— Begin Selection —
Fraggle Readme
--------------

This directory contains the scripts used to run Fraggle.

The algorithm used in the scripts was described at the 2nd RDKit UGM (October 
2013). The presentation can be found at:
https://github.com/rdkit/UGM_2013/blob/master/Presentations/Hussain.Fraggle.pdf

The benchmarking carried out in the presentation utilised the open source
benchmarking platform described in:

Riniker, Sereina, and Gregory A. Landrum. "Open-source platform to benchmark
fingerprints for ligand-based virtual screening." Journal of cheminformatics 5.1
(2013): 26.

With the addition of the following scripts:

fraggle.py
cxn_tversky.py
atomcontrib.py
calculate_scored_lists_mod.py

The information below describes how to run the Fraggle similarity algorithm with
a query compound against a file of database compounds.

How to run Fraggle:
-------------------

Fraggle works in three steps:

1) Need to fragment your query molecule(s)
2) Run a Tversky Search using the generated fragments
3) Post-process results of the Tversky search to give final output

It is recommended to run a standard RDK5 similarity alongside Fraggle

The scripts requires RDKit (www.rdkit.org) be installed and properly configured.
Help is available for all the scripts using the -h option

Step 1
------

Command:
python fraggle.py <QUERY_FILE >FRAGGLE_FRAGMENTS

Exmaple command:
python fraggle.py < data/query.smi > data/query_fragmentation.csv

Format of QUERY_FILE is: SMILES ID <space or comma separated>
See query.smi for an example input file

Format of FRAGGLE_FRAGMENTS: whole mol smiles,ID,fraggle split smiles
See query_fragmentation.csv for an example output file

The following help is available using the -h option:

Program to run the first part of Fraggle. Program splits the molecule
ready for the search

USAGE: ./fraggle.py <file_of_smiles
Format of smiles file: SMILES ID (space or comma separated)
Output: whole mol smiles,ID,fraggle split smiles

Step 2
------

The second step to take the fragments generated in step 1 and run a Tversky
search against your database of molecules. This is the rate determining step of
the algorithm so it is recommended to do this against a database with an
appropriate chemistry cartridge. However a python script is provided which
utilises RDKit.

The script uses a default tversky cut-off of 0.8 (alpha=0,beta=1) which seems to
work the reasonably well for the rdk5 fp.

Command:
python rdkit_tversky.py -f FRAGGLE_FRAGMENTS <DB_SMILES_FILE >TVERSKY_OUTPUT

Example command:
python rdkit_tversky.py -f data/query_fragmentation.csv < data/ChEMBL_11265_actives.smi > data/fragmentation_tversky_out

Format of FRAGGLE_FRAGMENTS file is: whole mol smiles,ID,fraggle split smiles
See query_fragmentation.csv for an example file

Format of DB_SMILES_FILE: SMILES ID (space or comma separated)
— End Selection —
— Begin Data supplied —
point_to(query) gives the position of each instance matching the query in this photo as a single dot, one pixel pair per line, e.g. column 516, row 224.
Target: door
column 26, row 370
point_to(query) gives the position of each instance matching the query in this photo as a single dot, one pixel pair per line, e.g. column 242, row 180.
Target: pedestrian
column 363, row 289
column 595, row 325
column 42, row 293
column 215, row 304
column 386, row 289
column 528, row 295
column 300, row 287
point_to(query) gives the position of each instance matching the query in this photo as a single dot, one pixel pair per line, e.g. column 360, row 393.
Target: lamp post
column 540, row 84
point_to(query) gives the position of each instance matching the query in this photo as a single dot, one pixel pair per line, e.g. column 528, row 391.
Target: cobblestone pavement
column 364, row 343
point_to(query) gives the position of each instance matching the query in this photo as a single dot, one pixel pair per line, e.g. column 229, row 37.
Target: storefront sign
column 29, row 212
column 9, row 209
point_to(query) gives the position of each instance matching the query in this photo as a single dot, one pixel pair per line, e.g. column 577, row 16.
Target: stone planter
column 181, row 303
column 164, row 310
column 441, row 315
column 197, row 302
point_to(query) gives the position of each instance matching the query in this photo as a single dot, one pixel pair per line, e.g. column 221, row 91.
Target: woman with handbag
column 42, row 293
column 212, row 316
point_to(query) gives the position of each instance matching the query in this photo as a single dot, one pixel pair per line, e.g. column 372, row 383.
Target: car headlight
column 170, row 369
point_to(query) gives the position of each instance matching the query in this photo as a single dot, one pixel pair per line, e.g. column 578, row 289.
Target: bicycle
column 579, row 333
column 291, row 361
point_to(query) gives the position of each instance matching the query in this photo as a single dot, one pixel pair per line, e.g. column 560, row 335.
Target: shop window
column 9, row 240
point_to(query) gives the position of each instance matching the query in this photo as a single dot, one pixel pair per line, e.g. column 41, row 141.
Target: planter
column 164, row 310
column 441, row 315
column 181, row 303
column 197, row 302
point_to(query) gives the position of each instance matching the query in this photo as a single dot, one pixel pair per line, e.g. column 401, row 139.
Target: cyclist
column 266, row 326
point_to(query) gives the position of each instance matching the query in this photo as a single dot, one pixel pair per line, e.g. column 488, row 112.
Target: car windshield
— End Data supplied —
Written tasks =>
1: Quote the Fraggle readme, starting with "The following help" and going on through "smiles file: SMILES ID (space or comma separated)".
2: Using the Fraggle readme, decide whether each statement agrees with it. Answer yes or no and quote the deciding words: (a) The algorithm was presented at the 2nd RDKit UGM in October 2013. (b) The Tversky script uses a default cut-off of 0.9. (c) The scripts need RDKit to be installed.
3: According to the Fraggle readme, why should the Tversky search in step 2 be run against a database with an appropriate chemistry cartridge? Answer in one to three sentences.
The entries are separate material from the Fraggle readme.

Solutions below =>
1:
The following help is available using the -h option:

Program to run the first part of Fraggle. Program splits the molecule
ready for the search

USAGE: ./fraggle.py <file_of_smiles
Format of smiles file: SMILES ID (space or comma separated)

2:
(a) Yes: "described at the 2nd RDKit UGM (October 2013)"
(b) No: "The script uses a default tversky cut-off of 0.8 (alpha=0,beta=1)"
(c) Yes: "The scripts requires RDKit (www.rdkit.org) be installed and properly configured."

3: The Tversky search is the rate determining step of the algorithm. That is why the readme recommends running it against a database with an appropriate chemistry cartridge, although it also provides a Python script that uses RDKit.